_PROBLEM TO SOLVE_. Extract every line of the material below, starting with the line that contains "Q: I need the bounding box for the car" and continuing through the end of the material. Reproduce each line without any change.

◇ ◇ ◇ ◇

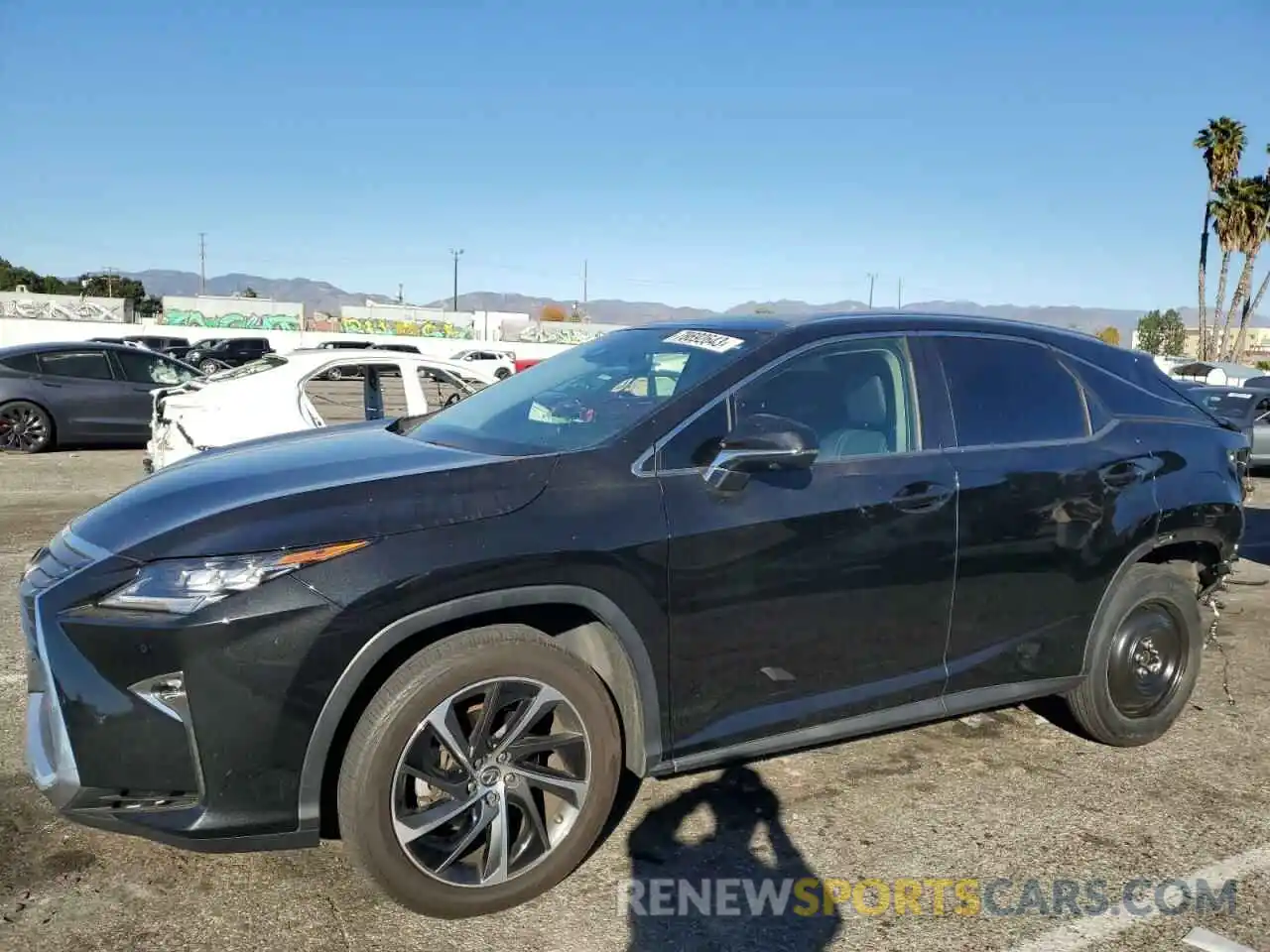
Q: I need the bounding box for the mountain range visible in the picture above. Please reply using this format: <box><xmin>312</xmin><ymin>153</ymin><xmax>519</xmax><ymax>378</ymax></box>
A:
<box><xmin>124</xmin><ymin>271</ymin><xmax>1239</xmax><ymax>337</ymax></box>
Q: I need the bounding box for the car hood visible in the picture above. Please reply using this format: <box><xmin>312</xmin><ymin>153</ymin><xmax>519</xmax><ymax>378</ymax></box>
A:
<box><xmin>71</xmin><ymin>420</ymin><xmax>557</xmax><ymax>559</ymax></box>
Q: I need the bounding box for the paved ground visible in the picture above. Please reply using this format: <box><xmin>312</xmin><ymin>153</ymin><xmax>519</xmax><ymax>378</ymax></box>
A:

◇ ◇ ◇ ◇

_ANSWER TO THIS PROBLEM_.
Q: I need the bounding box for the car hood visible in the picture above. Please reply using this format: <box><xmin>312</xmin><ymin>153</ymin><xmax>519</xmax><ymax>378</ymax></box>
A:
<box><xmin>71</xmin><ymin>420</ymin><xmax>557</xmax><ymax>559</ymax></box>
Q: I need the bounding box for the paved ground visible in the picture above. Please reply using this format: <box><xmin>312</xmin><ymin>153</ymin><xmax>519</xmax><ymax>378</ymax></box>
A:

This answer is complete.